P.S. Who knows how OpenINGRES handles this?

John Babbidge (sgccjkb@citecub) wrote:
> Hey Kev,

> We shutdown Ingres automatically on most machines at least once a night for
> various reasons. The basic activities we do are as follows:

> 1. lock out the users somehow (ie. via /etc/profile or /etc/nologin)
> 2. kill all frontends (abf progs and so one - not any servers)
> 3. disable ingres/net (stops incoming network sessions)
> --- now no Ingres user activity should exist so a shutdown should be smooth ---
> 4. iishutdown -s
> 5. if this fails then "iishutdown -force" is the next option. This step is a 
>    little more brutal than "-s" but is supported by CA.
> 6. If this fails you have serious problems that need case by case attention.

> Hope this helps. I assumed that you were UNIX based. If I'm wrong most of the
> above should be applicable to VMS I would think.

> John

Kev,

I might add that killing frontends is only support in Ingres 6.4/05 not in 
6.4/04. A 6.4/04 bug could mean potential corruption when killing front-endr
(still better than using the hack and slash method). If you are running 6.4/04
or a lower 6.4 then I suggest you upgrade as a lot of critical bug fixes have
been made.

Sorry to hear you are the meat in the sandwich. It's sys admins like your senior
sysadm that give the rest of us the cowboy label...

Bye,

John

------------------------------------------------------------------------------
John Babbidge                     _____!_____ email: sgccjkb@citec.qld.gov.au
Centre for Information Technology  _\_(_)_/_
and Communications                   ./ \.

In article <489saj$2sdn@unixfe.rl.ac.uk> "Anne.L.F.Zorner"  writes:

[snip]
>
>>I agree.  What is crucial is that you must wait for dmfrcp to shut down.
>
>aha
>
>>
>>Kev, your system manager has a screw loose.  What good is shutting down
>>the system fast if it takes forever to come back up?
>
>but it shouldnt take forever to take it down either!
>

Re-read my statement: "What good is shutting down the system fast if it 
takes forever to come back up?"

If Ingres has recovery work to do, it has recovery work to do.  If you 
don't like that, use flat files.  EVERY DATABASE SYSTEM DOES THIS  IN
SOME DISGUISED FORM OR ANOTHER.

>>
>>If the dmfrcp (the recovery process) has work to do, it will do that 
>>work NO MATTER HOW MANY TIMES YOU REBOOT.  And it will start over each
>>time.
>
>is there anyway to tell whether this is still trying to do stuff, or we 
>just have a duff user process stuck somewhere?
>

If the dmfrcp (UNIX) or II_RCP (VMS) is using cpu and i/o resource, it 
is doing something.  There is some limited logging in II_RCP.LOG.  I
wish Ingres would print out some kind of progress messages more often.

I have been able to accurately predict when recovery will be complete
using "truss" and from experience reading II_RCP.LOG.
====
### TASK 1
Which lines in the rows below contain the string "fold"? List every one of them.
====
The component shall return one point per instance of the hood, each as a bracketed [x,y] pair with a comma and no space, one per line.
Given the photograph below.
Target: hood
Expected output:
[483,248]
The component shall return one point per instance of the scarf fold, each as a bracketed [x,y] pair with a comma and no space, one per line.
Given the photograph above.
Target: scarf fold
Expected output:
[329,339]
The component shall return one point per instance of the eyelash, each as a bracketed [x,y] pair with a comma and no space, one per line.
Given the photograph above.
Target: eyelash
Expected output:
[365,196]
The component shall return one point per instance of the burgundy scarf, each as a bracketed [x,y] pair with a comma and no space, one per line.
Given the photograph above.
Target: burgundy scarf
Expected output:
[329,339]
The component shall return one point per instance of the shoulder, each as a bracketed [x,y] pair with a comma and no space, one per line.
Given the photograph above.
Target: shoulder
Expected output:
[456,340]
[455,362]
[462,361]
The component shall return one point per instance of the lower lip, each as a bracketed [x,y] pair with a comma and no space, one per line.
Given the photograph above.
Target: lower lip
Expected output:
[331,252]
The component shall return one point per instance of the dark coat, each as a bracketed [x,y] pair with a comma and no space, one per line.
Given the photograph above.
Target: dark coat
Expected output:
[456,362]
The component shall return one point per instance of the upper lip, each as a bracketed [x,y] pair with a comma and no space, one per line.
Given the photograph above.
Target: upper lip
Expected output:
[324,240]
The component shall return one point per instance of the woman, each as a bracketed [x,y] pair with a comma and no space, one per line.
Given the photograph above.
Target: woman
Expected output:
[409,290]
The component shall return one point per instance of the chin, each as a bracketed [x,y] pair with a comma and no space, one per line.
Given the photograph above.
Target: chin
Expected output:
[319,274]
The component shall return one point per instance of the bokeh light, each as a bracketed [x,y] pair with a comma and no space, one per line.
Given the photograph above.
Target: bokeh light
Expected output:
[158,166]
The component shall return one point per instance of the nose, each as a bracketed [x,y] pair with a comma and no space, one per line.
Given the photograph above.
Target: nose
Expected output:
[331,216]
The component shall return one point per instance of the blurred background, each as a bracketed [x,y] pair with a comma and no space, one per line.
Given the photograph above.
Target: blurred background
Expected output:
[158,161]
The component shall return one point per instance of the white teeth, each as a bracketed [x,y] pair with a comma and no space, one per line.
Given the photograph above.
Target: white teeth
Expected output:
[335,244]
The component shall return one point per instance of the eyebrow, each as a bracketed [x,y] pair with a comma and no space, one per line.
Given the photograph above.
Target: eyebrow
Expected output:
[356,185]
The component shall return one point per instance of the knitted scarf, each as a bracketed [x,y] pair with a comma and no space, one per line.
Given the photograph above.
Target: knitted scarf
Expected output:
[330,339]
====
### TASK 2
Answer from the Ingres shutdown thread:
(a) Which command is step 4 in the list of shutdown activities?
(b) In which Ingres release is killing frontends supported?
(c) What is the recovery process called on VMS?

### CORRECT OUTPUT 1
The component shall return one point per instance of the scarf fold, each as a bracketed [x,y] pair with a comma and no space, one per line.
Target: scarf fold

### CORRECT OUTPUT 2
(a) iishutdown -s
(b) Ingres 6.4/05
(c) II_RCP